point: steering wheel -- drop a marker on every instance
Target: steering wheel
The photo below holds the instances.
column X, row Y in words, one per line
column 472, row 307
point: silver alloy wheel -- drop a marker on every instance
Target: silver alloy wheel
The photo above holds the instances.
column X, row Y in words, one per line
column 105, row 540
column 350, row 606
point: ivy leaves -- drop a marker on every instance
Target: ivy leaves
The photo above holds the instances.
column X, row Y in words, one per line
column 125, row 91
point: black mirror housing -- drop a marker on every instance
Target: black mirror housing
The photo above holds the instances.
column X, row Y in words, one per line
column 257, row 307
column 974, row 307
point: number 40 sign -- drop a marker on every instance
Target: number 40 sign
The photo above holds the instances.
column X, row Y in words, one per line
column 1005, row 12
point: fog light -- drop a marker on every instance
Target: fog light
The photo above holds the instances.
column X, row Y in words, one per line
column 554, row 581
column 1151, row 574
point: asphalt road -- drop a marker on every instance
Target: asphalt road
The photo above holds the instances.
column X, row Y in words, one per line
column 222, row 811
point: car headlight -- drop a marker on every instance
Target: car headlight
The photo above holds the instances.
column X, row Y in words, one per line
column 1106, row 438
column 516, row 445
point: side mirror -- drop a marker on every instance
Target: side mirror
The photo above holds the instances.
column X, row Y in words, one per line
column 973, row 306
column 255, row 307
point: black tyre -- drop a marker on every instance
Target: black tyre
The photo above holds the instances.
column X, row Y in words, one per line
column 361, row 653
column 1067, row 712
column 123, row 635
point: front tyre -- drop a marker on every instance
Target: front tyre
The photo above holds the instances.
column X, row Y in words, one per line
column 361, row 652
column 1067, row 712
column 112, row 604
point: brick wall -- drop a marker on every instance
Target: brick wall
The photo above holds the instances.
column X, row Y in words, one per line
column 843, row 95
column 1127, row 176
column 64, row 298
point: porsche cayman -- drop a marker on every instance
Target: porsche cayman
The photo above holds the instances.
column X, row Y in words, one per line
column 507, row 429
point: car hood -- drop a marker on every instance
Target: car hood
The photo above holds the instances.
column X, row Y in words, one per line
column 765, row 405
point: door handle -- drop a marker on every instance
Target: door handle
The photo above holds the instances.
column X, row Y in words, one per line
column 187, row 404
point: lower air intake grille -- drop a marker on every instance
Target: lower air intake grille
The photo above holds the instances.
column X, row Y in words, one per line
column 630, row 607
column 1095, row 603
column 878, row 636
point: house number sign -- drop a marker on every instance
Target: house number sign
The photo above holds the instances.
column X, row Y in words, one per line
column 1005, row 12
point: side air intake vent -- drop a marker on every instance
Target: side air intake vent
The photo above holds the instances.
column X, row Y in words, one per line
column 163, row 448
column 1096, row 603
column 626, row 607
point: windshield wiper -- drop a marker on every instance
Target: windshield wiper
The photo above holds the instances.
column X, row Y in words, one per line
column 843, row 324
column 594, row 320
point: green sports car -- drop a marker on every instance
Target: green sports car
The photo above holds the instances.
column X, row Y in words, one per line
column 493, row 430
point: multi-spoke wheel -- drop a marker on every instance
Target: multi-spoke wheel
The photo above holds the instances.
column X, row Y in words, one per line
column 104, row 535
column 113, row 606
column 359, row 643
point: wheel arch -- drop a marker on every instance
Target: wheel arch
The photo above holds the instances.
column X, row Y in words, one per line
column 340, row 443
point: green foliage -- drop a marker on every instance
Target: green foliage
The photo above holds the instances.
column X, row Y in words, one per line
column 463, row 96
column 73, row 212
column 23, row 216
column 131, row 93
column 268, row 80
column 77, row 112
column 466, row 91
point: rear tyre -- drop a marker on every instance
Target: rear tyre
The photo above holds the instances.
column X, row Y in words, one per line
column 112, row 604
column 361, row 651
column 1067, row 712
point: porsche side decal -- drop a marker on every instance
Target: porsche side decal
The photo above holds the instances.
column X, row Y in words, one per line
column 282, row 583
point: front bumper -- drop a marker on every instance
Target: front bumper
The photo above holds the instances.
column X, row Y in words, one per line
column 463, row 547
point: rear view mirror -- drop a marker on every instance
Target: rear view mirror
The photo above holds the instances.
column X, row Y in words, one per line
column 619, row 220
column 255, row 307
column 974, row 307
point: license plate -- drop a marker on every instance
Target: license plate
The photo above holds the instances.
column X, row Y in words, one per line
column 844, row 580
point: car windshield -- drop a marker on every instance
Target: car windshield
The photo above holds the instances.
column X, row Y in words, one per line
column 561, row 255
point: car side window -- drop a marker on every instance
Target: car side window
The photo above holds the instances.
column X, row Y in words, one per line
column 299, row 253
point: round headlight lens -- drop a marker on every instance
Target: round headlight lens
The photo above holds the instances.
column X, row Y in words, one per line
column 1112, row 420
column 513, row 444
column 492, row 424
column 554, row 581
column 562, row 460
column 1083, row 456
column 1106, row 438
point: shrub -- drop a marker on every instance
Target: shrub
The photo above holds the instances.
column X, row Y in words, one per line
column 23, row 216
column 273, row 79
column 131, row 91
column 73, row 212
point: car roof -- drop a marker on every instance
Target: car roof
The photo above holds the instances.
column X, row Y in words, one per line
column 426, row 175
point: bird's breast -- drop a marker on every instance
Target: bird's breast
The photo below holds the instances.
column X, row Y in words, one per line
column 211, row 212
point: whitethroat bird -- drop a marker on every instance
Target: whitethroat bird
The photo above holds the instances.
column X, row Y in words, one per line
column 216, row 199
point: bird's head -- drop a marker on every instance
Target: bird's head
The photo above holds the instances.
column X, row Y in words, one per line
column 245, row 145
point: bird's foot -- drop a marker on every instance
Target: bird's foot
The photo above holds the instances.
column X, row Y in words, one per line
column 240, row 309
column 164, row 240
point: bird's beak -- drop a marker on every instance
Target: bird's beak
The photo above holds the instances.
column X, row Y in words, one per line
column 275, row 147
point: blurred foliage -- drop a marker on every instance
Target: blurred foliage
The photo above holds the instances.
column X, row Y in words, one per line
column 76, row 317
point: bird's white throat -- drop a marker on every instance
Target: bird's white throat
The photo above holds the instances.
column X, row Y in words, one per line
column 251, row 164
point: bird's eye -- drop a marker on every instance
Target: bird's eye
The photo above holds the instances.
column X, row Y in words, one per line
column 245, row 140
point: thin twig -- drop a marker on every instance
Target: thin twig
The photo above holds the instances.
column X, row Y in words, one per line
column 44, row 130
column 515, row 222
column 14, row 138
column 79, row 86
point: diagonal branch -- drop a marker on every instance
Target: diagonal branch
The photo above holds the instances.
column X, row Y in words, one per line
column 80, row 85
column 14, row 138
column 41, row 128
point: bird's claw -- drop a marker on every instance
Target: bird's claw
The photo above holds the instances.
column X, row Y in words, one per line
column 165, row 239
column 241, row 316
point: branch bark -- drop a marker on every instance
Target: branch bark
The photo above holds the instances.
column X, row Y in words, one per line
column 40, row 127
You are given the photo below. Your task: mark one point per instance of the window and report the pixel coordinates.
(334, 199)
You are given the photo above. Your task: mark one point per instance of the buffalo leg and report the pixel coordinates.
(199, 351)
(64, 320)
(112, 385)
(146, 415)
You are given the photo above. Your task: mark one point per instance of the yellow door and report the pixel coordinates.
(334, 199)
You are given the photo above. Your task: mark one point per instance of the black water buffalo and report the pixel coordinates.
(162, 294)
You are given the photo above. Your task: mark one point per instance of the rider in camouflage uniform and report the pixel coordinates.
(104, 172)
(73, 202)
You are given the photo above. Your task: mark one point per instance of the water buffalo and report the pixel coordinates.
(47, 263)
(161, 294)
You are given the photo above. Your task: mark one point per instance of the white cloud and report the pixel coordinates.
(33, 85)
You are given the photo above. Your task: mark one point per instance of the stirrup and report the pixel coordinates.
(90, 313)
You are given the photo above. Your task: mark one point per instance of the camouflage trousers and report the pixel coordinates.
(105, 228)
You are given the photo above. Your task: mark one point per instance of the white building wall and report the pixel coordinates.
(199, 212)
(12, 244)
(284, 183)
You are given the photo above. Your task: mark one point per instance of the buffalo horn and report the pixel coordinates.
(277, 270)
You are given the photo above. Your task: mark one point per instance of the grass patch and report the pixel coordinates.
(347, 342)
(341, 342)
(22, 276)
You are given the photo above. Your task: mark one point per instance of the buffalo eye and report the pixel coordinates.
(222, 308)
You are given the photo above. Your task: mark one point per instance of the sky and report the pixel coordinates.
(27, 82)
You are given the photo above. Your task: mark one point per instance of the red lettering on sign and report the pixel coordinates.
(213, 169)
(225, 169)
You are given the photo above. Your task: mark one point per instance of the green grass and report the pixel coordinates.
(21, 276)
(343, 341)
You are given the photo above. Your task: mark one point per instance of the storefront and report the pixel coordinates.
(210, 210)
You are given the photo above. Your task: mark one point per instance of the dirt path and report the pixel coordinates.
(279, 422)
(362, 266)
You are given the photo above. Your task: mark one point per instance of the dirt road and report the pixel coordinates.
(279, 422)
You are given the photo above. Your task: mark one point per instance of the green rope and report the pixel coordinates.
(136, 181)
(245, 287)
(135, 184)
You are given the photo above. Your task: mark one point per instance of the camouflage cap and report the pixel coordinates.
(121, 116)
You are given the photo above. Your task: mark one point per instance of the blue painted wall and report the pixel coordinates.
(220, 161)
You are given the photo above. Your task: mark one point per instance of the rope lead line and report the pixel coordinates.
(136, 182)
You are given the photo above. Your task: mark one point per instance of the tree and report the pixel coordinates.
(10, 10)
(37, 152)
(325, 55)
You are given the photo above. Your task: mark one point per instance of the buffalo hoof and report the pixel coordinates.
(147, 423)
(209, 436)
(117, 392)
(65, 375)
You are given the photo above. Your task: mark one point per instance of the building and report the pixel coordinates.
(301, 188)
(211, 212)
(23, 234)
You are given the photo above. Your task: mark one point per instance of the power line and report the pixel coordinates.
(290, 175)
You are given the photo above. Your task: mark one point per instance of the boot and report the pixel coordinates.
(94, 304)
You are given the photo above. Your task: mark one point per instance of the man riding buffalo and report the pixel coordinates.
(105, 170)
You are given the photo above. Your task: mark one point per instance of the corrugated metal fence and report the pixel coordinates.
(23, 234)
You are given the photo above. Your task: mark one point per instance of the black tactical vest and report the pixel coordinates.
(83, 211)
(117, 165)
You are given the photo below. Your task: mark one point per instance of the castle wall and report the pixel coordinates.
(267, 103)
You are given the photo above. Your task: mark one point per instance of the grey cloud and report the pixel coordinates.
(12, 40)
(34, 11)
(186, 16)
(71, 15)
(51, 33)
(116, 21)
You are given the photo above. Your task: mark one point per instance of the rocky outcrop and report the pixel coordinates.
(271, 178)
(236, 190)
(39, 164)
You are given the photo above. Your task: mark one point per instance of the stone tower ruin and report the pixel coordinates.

- - -

Problem to solve ▸ Repeat the part that opens with the line containing "point: porsche cayman" and closes with the line containing "column 466, row 91", both of those lines included, reproducing each line exactly.

Response to this task ▸
point: porsche cayman -- drop a marker on every instance
Target: porsche cayman
The photo above holds the instances.
column X, row Y in words, one per line
column 507, row 429
point: car hood -- drop a marker on every instance
Target: car hood
The photo above holds the instances.
column X, row Y in words, one per line
column 765, row 405
point: door handle -- drop a marker on every instance
Target: door handle
The photo above holds the instances.
column X, row Y in words, one per line
column 187, row 404
point: lower air intake grille -- drop a marker on every instance
Target: lower air intake grille
The photo above holds the instances.
column X, row Y in words, one per line
column 630, row 607
column 1095, row 603
column 878, row 636
point: house number sign -- drop a marker on every instance
Target: house number sign
The photo above holds the instances.
column X, row Y in words, one per line
column 1005, row 12
point: side air intake vent -- drop a marker on every instance
Target: side air intake vent
The photo above holds the instances.
column X, row Y in words, one per line
column 163, row 448
column 1096, row 603
column 626, row 607
point: windshield wiper -- drop a marker on every instance
Target: windshield wiper
The photo above holds the instances.
column X, row Y in words, one per line
column 843, row 324
column 594, row 320
point: green sports car -- drop a marker on every instance
Target: green sports car
The photo above holds the instances.
column X, row Y in words, one per line
column 493, row 430
point: multi-spoke wheel -- drop a marker on every instance
Target: multi-spoke wheel
The photo above holds the instances.
column X, row Y in words, one per line
column 104, row 535
column 113, row 606
column 359, row 643
point: wheel arch -- drop a marker on every instance
Target: wheel arch
The photo above holds the instances.
column X, row Y in words, one per line
column 340, row 443
point: green foliage -- drop a marker on every instance
Target: green foliage
The photo above holds the instances.
column X, row Y in words, one per line
column 463, row 96
column 73, row 212
column 23, row 216
column 131, row 93
column 268, row 80
column 77, row 112
column 466, row 91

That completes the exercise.